WHAT YOU SHOULD DO> Return exactly the lines below, starting with the one that has "like point(59, 136)." and going on through the one that has "like point(59, 90).".

Data items
--- --- ---

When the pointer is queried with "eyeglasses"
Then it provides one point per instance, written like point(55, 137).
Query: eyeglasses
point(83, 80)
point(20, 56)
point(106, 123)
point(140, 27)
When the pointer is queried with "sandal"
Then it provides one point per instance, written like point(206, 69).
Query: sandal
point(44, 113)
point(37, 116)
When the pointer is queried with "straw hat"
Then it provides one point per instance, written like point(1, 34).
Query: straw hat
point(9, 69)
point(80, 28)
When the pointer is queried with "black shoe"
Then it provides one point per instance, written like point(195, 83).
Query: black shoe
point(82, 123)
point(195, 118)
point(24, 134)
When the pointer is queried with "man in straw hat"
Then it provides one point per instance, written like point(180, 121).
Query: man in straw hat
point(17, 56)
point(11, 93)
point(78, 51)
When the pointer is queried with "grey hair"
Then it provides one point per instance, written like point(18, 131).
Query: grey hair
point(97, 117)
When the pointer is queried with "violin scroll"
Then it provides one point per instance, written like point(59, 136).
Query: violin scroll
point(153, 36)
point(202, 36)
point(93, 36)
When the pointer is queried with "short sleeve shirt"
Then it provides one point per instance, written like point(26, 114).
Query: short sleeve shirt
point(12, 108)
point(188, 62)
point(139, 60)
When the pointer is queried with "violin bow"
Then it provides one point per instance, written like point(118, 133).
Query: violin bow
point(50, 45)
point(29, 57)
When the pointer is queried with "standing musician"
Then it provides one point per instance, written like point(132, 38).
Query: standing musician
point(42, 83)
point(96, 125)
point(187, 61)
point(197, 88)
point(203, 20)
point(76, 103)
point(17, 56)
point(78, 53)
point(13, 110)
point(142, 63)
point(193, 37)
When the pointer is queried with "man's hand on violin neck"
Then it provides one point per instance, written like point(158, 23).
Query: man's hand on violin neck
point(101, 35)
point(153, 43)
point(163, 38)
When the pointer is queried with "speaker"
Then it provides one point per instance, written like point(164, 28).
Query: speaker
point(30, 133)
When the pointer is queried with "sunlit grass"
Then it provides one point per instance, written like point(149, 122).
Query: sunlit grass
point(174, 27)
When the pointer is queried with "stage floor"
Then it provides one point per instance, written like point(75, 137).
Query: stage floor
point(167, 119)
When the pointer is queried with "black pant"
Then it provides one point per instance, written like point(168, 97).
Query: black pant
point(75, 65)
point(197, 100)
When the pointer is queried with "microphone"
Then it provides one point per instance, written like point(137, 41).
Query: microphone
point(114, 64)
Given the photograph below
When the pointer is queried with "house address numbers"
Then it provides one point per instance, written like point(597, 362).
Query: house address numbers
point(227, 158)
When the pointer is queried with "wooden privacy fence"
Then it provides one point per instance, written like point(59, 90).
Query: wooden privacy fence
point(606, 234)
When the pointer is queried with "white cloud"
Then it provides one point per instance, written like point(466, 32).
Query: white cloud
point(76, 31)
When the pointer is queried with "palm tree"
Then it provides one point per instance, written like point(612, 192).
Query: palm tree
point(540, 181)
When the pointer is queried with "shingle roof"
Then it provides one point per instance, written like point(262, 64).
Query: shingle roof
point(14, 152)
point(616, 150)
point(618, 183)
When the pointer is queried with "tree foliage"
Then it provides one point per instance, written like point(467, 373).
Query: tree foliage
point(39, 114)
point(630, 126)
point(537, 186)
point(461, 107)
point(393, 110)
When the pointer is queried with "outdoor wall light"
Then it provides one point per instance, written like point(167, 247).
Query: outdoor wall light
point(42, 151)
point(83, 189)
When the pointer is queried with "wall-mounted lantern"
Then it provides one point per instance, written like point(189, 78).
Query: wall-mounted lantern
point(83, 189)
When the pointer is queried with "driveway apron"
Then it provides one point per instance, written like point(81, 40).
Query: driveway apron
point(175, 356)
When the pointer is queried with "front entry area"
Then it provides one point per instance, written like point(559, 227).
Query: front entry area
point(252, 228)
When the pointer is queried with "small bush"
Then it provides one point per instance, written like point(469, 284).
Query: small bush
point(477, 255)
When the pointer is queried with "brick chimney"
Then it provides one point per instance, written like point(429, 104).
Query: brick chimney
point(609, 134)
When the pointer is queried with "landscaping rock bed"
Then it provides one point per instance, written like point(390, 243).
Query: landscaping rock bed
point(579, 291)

--- --- ---

SOLUTION>
Then it provides one point per instance, written like point(59, 136).
Query: violin scroll
point(153, 36)
point(202, 36)
point(93, 36)
When the pointer is queried with "short sleeve shirt"
Then it provides one point per instance, written like point(26, 114).
Query: short sleeve shirt
point(12, 108)
point(188, 62)
point(139, 60)
When the pointer is queried with "violin bow"
Then it provides one point per instance, written like point(118, 133).
Query: violin bow
point(50, 45)
point(29, 57)
When the pointer is queried with "standing musician"
Then it provides one point per instance, written like point(132, 38).
Query: standing musician
point(42, 83)
point(96, 125)
point(187, 61)
point(197, 88)
point(203, 20)
point(76, 103)
point(17, 56)
point(78, 53)
point(13, 110)
point(142, 63)
point(193, 37)
When the pointer is queried with "man's hand on violin neck"
Then it provides one point per instance, written like point(158, 23).
Query: man's hand on violin neck
point(101, 35)
point(153, 43)
point(163, 38)
When the pointer is queried with "speaker"
Then it provides one point per instance, written like point(164, 28).
Query: speaker
point(30, 133)
When the pointer is queried with "sunlit grass"
Then it provides one point per instance, written like point(149, 122).
Query: sunlit grass
point(174, 27)
When the pointer is queried with "stage floor"
Then it provides one point per instance, written like point(75, 137).
Query: stage floor
point(167, 119)
When the pointer is queried with "black pant"
Then it provides one point per instance, written like point(168, 97).
Query: black pant
point(75, 65)
point(197, 100)
When the pointer is queried with "microphone"
Then it provides one point per instance, written like point(137, 41).
Query: microphone
point(114, 64)
Given the photograph below
When the pointer is queried with "house address numbers"
Then it provides one point per instance, written like point(597, 362).
Query: house address numbers
point(227, 158)
When the pointer is queried with "wooden privacy fence"
Then it provides one point per instance, written like point(59, 90).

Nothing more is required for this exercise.